[EXTRAIT FOURNI]
* * *

L’Allemagne n’a pas encore complètement cédé

En vérité, le texte de l’accord n’est pas encore abouti. Il est toujours en cours de finalisation, en particulier sur la question des coronabonds. On lira sur ce point avec intérêt le communiqué de Charles Michel, le président du Conseil européen, qui est allé chercher l’Allemagne, et surtout la Hollande avec les dents. 

Rappelons que cet accord se traîne depuis plusieurs semaines. Il devait initialement être négocié dans un Eurogroupe, qui a botté en touche vers un conseil européen qui a botté en touche vers un Eurogroupe qui a finalement botté en touche vers un conseil européen tenu après une journée de discussions bilatérales. Bref, tout n’est pas encore complètement signé, et on comprend que Bruno Le Maire, au petit matin, ce soit empressé d’annoncer triomphalement la conclusion de cet accord : il s’agit ici de faire illusion, de faire croire qu’il existe une solidarité européenne face à la crise, alors que les « radins » du Nord compte denier après denier l’argent qu’ils sont obligés de lâcher pour éviter une explosion de l’union monétaire. 

Les Allemands prennent sur eux

Il faut lire les propos du président Steinmeier sur le sujet pour comprendre quel effort d’acceptation cet accord demande aux Allemands. « 30 ans après l’unité allemande, 75 ans après la fin de la guerre, nous, Allemands, ne sommes pas seulement appelés à la solidarité en Europe – nous sommes obligés de le faire ».

L’argument, apporté par le Président et non par la Chancelière, mérite d’être pesé dans toute sa solennité. L’argumentation ne se veut ici ni économique ni financière, mais politique et morale. L’Allemagne aurait un devoir « d’humanité » (le mot est de Steinmeier) vis-à-vis de l’Europe. 

« Nous sommes obligés » : tout est dit ! Le devoir moral du protestant prend le dessus. Mais il serait peut-être un peu court de ne pas donner à l’argumentation allemande toute son ampleur. 

Effectivement, les vertueux vont payer pour les mauvais élèves

Dans la pratique, et sur le papier, les arguments tenus par les « pingres » ne sont pas dénués de fondement. Même si l’accord conclu prévoit que les 500 milliards d'euros devront servir à couvrir les coûts directs ou indirects de la pandémie, l’essentiel de la garantie tient grâce à la signature des moins endettés, notamment des Pays-Bas dont la dette publique ne représente que 52% du PIB, soit deux fois moins que la dette française…

Sans ces signatures saines, il est très probable que les taux d’emprunt des pays du Sud atteindraient des sommets. Indirectement, et quel que soit le montage financier retenu en bout de course, les pays du Sud sortent donc gagnants de l’opération, même s’il faut attendre l’allocation définitive des sommes pour faire les comptes (on fait notamment confiance aux Hollandais pour obtenir un retour suffisant sur ces sommes).

* * *

[Entrées d’un jeu de données de pointage]
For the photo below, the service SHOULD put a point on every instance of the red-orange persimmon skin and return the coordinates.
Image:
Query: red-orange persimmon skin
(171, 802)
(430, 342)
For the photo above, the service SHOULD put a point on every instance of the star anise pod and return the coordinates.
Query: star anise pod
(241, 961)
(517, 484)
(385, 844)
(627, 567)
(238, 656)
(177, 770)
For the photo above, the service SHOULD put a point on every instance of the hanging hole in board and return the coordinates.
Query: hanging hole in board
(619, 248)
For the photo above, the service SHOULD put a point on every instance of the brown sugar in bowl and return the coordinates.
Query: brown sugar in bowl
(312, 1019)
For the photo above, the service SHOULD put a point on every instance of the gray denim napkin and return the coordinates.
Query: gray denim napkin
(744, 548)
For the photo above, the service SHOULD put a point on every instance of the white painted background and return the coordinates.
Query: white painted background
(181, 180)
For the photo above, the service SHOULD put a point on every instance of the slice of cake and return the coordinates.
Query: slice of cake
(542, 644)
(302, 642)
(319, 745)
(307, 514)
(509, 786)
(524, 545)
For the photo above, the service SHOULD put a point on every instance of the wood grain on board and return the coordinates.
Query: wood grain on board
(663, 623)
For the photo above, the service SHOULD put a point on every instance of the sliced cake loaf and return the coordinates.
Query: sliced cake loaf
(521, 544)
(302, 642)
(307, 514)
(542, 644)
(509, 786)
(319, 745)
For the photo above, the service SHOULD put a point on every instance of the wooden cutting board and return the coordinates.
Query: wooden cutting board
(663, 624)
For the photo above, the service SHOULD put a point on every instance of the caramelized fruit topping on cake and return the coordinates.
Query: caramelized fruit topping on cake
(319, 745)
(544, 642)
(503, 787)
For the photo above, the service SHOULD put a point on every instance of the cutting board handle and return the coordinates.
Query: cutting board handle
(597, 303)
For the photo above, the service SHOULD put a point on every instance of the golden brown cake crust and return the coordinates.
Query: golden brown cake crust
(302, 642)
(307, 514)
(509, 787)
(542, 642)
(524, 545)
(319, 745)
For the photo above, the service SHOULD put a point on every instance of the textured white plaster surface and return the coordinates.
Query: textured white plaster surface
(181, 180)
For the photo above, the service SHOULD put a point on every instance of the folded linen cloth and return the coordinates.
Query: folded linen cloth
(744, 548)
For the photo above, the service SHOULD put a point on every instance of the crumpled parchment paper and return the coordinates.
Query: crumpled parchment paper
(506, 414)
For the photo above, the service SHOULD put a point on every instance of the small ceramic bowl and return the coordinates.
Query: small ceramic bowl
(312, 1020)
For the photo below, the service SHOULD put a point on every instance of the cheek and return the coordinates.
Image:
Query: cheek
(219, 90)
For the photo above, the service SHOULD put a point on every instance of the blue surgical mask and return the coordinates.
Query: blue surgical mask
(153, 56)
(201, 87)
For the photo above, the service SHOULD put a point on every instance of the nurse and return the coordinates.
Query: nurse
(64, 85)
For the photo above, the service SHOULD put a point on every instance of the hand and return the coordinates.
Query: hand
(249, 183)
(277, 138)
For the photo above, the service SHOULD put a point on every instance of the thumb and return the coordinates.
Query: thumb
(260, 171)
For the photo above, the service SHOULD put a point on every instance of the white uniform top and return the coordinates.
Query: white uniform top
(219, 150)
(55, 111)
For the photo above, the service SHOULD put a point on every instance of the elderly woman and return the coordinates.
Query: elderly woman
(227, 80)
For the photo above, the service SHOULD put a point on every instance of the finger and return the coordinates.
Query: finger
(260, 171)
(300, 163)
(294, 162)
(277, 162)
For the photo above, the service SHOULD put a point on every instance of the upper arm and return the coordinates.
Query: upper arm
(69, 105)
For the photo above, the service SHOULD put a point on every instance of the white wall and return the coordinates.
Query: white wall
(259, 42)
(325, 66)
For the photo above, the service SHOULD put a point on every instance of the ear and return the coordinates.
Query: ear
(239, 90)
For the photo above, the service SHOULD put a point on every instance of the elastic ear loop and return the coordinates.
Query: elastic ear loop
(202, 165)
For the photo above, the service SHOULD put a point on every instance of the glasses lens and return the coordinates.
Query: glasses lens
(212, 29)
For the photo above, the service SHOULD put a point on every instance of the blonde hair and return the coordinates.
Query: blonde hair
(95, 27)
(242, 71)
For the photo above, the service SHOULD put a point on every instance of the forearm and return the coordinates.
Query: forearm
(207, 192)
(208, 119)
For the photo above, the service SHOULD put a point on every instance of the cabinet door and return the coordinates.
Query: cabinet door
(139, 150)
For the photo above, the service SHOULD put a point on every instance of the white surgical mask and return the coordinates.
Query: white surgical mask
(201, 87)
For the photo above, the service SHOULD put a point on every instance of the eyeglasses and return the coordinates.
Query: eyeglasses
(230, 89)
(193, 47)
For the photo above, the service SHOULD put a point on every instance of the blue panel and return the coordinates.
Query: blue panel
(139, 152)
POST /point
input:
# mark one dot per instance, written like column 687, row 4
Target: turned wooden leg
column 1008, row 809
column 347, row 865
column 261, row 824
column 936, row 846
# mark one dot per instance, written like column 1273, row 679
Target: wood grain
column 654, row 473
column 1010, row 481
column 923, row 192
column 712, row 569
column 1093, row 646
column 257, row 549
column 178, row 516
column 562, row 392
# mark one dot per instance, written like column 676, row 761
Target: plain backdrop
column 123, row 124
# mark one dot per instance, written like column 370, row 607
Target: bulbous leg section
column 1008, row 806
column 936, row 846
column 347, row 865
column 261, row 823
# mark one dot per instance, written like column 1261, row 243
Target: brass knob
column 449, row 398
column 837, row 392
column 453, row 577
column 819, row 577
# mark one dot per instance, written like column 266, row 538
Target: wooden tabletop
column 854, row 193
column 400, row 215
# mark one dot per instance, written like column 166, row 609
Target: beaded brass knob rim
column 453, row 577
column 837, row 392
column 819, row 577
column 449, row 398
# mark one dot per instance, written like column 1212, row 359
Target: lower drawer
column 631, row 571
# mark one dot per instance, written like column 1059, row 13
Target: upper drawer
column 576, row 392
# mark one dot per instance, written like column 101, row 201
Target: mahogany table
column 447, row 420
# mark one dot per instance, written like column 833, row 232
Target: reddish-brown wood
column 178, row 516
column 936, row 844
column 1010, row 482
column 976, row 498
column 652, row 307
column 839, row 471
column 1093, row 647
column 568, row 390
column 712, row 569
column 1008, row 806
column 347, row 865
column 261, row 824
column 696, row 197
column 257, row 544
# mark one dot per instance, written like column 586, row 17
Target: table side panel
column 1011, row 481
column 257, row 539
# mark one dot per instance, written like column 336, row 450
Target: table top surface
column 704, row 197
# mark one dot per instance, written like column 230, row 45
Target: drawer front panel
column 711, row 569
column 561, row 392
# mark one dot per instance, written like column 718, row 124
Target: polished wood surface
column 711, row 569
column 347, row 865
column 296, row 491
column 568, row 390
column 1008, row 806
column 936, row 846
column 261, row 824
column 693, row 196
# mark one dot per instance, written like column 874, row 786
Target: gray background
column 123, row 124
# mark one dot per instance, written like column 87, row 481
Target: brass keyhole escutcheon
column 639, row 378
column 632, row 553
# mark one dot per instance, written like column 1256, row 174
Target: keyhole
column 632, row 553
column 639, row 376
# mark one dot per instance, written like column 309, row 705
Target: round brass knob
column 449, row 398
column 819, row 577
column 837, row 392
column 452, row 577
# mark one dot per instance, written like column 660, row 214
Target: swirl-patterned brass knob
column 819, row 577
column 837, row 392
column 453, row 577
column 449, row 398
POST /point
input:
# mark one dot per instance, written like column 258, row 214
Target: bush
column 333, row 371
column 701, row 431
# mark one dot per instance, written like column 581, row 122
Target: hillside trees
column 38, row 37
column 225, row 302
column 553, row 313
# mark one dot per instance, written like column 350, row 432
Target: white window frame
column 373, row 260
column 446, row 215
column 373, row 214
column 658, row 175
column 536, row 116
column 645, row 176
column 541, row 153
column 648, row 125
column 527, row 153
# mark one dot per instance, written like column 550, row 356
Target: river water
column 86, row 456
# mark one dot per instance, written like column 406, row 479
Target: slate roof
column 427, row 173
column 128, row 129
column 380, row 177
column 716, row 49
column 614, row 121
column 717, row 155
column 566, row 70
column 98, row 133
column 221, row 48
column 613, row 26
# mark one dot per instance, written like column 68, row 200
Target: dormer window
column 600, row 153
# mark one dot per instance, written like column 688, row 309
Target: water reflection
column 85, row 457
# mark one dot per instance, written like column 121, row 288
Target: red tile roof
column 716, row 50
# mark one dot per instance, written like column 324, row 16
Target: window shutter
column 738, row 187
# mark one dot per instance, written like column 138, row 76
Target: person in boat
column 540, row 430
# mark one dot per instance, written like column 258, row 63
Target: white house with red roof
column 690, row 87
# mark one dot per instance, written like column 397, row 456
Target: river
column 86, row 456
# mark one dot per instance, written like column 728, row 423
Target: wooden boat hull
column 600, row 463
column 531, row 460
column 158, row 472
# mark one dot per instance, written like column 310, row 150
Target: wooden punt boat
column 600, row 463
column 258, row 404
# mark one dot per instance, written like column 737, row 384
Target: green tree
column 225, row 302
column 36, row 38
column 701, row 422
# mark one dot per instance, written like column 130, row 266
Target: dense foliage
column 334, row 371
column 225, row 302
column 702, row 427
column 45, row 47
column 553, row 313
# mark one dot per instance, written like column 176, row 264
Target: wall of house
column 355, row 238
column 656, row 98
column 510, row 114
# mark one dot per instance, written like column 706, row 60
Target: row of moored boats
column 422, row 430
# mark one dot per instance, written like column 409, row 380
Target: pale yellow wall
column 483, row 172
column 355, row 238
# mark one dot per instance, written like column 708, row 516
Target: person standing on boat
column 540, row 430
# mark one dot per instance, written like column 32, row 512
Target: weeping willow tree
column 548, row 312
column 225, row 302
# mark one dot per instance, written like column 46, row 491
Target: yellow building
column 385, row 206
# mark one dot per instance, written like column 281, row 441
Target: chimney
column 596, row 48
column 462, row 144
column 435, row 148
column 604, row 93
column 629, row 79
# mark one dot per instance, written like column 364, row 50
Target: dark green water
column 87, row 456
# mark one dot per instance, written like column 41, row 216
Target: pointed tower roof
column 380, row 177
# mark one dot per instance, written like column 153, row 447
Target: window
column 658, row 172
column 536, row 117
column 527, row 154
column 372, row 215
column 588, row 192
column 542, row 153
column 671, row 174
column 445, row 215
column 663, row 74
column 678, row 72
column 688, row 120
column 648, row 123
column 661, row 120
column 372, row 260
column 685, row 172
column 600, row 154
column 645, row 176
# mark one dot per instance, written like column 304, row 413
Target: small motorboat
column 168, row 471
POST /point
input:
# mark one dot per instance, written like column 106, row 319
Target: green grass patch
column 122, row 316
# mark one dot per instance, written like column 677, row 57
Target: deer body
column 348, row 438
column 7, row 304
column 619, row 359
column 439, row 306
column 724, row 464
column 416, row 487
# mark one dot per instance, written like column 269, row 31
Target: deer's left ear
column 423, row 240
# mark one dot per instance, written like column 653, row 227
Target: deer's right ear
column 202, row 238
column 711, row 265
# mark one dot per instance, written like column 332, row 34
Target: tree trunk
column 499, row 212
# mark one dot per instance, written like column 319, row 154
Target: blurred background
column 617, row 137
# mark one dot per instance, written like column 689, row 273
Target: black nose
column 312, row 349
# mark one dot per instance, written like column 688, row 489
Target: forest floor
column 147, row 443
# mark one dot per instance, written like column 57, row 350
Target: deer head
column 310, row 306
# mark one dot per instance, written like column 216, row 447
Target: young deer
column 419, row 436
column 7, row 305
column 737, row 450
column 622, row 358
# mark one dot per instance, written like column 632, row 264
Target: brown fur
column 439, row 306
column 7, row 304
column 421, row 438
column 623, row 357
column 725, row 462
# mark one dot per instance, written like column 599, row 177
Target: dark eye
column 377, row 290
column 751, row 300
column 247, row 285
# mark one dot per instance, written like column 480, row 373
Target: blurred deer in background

* * *

[DÉFI] Recopiez sans rien changer tout ce qui, dans l’extrait sur l’accord européen, va de « Les Allemands prennent » jusqu’à « vis-à-vis de l’Europe. ».

[RÉSULTAT DE L’EXERCICE]
Les Allemands prennent sur eux

Il faut lire les propos du président Steinmeier sur le sujet pour comprendre quel effort d’acceptation cet accord demande aux Allemands. « 30 ans après l’unité allemande, 75 ans après la fin de la guerre, nous, Allemands, ne sommes pas seulement appelés à la solidarité en Europe – nous sommes obligés de le faire ».

L’argument, apporté par le Président et non par la Chancelière, mérite d’être pesé dans toute sa solennité. L’argumentation ne se veut ici ni économique ni financière, mais politique et morale. L’Allemagne aurait un devoir « d’humanité » (le mot est de Steinmeier) vis-à-vis de l’Europe.